- [EXERCISE INSTRUCTIONS]: Pull each line containing "post" from the data.

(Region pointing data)

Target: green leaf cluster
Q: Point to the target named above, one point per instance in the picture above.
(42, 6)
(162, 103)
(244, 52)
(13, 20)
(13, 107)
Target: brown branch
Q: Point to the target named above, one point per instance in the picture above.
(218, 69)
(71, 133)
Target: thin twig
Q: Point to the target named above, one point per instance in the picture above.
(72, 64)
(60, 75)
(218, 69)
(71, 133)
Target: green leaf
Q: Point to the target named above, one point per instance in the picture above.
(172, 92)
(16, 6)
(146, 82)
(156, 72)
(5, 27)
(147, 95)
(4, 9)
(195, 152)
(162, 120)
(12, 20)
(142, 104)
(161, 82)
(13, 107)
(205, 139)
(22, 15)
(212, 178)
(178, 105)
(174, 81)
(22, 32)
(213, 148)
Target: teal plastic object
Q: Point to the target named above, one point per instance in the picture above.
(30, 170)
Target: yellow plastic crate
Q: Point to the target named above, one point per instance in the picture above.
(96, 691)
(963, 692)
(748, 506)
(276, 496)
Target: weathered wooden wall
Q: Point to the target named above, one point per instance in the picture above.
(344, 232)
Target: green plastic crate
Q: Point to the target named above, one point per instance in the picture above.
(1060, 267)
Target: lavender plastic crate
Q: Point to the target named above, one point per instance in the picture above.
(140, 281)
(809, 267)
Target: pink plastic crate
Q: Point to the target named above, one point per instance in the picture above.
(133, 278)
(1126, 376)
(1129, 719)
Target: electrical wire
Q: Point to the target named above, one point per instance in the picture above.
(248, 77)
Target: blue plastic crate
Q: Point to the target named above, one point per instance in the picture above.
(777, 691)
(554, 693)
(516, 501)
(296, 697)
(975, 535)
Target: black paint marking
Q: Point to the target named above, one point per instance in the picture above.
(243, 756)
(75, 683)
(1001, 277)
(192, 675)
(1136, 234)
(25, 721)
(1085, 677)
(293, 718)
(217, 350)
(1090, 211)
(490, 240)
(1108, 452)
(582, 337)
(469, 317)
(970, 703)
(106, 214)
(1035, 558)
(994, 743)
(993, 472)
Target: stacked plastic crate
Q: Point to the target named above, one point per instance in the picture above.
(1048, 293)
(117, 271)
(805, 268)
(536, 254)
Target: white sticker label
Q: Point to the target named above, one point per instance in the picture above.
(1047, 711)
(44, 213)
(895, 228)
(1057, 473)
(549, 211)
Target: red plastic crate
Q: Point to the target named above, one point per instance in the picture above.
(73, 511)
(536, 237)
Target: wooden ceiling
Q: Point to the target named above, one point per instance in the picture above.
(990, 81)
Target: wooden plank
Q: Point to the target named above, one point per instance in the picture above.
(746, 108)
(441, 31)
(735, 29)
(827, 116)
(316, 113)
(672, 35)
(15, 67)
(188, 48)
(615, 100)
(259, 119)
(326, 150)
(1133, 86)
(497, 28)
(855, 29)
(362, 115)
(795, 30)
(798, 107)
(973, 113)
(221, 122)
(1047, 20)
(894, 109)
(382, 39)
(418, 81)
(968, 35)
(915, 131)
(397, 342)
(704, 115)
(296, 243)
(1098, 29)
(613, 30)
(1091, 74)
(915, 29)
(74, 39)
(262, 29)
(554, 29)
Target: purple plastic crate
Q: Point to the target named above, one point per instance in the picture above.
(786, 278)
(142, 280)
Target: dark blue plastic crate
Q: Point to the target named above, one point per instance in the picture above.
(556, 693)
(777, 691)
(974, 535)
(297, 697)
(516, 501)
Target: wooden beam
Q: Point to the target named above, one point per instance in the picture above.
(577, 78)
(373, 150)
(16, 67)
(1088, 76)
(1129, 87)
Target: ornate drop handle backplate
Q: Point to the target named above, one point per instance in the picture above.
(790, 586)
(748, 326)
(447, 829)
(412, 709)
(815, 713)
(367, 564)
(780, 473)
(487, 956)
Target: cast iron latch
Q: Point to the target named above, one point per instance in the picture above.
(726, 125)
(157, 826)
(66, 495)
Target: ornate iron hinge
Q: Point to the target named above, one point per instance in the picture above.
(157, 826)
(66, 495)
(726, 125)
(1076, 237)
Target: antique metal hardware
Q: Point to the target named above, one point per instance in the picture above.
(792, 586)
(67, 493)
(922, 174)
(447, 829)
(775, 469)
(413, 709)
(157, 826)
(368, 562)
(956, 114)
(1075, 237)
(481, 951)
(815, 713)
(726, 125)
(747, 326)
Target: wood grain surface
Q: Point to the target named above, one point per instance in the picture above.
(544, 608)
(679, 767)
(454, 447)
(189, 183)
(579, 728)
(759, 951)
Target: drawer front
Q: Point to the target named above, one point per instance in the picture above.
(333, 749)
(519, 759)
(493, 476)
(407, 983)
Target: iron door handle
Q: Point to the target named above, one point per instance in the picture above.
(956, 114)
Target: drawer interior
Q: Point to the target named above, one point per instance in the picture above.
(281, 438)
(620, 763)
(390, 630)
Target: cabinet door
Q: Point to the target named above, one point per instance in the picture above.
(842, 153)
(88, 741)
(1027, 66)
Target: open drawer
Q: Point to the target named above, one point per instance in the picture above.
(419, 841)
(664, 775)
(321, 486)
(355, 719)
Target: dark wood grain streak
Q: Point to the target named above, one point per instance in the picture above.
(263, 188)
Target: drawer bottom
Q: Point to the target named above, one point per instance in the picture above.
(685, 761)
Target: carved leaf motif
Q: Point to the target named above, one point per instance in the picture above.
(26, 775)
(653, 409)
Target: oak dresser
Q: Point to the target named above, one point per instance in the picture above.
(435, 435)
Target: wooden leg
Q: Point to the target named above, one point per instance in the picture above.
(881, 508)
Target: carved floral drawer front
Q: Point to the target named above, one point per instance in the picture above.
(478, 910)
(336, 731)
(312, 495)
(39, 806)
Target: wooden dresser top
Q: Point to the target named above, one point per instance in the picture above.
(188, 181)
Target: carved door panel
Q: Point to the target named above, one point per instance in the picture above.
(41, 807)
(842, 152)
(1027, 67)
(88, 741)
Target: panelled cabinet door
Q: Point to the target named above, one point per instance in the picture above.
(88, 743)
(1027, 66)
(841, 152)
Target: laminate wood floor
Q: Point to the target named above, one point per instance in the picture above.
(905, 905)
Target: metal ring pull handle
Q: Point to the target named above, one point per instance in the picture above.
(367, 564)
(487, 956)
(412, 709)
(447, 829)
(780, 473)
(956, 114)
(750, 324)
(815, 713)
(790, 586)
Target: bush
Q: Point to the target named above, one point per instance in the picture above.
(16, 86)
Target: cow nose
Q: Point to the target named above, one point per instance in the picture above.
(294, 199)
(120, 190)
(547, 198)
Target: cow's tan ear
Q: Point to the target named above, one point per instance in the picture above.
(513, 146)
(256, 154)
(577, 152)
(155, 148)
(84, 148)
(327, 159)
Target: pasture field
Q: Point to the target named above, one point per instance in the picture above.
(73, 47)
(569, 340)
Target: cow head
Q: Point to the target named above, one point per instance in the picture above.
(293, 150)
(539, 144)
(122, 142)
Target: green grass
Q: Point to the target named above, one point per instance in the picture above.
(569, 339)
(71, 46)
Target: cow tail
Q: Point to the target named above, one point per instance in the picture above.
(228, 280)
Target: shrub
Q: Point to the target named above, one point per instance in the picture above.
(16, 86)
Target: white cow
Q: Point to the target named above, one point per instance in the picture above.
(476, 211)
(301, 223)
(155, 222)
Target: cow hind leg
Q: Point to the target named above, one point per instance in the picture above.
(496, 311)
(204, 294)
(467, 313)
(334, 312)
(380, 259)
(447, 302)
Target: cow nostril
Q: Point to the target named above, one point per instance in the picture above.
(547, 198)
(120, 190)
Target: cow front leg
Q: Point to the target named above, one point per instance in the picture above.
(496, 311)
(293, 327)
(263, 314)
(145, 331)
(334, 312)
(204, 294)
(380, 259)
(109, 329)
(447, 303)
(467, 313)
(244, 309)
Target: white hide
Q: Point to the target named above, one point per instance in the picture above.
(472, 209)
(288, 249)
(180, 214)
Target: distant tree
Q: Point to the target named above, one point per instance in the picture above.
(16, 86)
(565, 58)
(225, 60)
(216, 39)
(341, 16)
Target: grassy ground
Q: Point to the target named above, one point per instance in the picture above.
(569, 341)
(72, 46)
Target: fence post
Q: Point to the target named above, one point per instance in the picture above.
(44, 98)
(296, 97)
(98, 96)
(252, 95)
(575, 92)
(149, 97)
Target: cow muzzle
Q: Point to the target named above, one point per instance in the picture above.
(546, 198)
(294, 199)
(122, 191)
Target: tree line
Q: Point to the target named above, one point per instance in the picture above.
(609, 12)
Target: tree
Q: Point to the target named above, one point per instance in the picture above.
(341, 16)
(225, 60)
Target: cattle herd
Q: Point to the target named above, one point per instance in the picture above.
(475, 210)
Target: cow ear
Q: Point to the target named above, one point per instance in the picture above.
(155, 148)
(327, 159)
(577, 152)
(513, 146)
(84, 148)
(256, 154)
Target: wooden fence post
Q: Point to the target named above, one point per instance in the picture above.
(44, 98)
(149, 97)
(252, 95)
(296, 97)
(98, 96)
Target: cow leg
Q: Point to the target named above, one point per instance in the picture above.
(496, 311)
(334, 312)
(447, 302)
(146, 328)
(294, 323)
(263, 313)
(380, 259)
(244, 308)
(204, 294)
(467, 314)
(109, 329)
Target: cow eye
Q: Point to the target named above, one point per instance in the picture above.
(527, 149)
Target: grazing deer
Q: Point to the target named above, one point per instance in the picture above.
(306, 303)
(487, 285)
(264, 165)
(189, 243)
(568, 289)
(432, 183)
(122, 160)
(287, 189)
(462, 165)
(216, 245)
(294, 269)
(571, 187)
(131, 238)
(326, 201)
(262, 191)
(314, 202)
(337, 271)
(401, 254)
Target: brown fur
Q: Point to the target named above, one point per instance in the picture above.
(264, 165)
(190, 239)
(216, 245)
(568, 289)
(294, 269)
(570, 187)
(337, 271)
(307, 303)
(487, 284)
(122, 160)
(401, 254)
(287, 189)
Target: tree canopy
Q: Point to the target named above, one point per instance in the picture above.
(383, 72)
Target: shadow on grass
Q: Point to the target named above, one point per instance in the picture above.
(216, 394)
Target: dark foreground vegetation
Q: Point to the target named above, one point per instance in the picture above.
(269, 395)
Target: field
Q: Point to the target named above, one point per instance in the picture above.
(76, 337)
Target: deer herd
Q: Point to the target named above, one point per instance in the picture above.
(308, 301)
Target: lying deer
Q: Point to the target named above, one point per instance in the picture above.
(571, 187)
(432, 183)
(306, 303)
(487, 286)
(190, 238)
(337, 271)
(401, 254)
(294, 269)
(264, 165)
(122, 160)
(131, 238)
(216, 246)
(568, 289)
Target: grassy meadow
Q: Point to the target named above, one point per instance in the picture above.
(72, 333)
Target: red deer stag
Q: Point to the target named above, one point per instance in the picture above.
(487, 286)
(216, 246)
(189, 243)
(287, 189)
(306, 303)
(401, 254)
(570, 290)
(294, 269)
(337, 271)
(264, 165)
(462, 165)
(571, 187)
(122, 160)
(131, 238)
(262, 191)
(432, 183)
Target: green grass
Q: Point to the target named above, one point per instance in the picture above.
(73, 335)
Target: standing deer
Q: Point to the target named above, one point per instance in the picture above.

- [SOLVED PROBLEM]:
Target: fence post
Target: wooden fence post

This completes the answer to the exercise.